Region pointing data

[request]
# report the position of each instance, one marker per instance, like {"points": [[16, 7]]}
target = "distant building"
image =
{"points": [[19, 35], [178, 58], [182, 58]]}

| Task goal |
Each record is to be repeated word for word, with none skipped.

| Response for this exercise |
[request]
# report the position of each instance, one marker per instance, like {"points": [[16, 7]]}
target = "distant building"
image =
{"points": [[19, 35], [178, 58], [182, 58]]}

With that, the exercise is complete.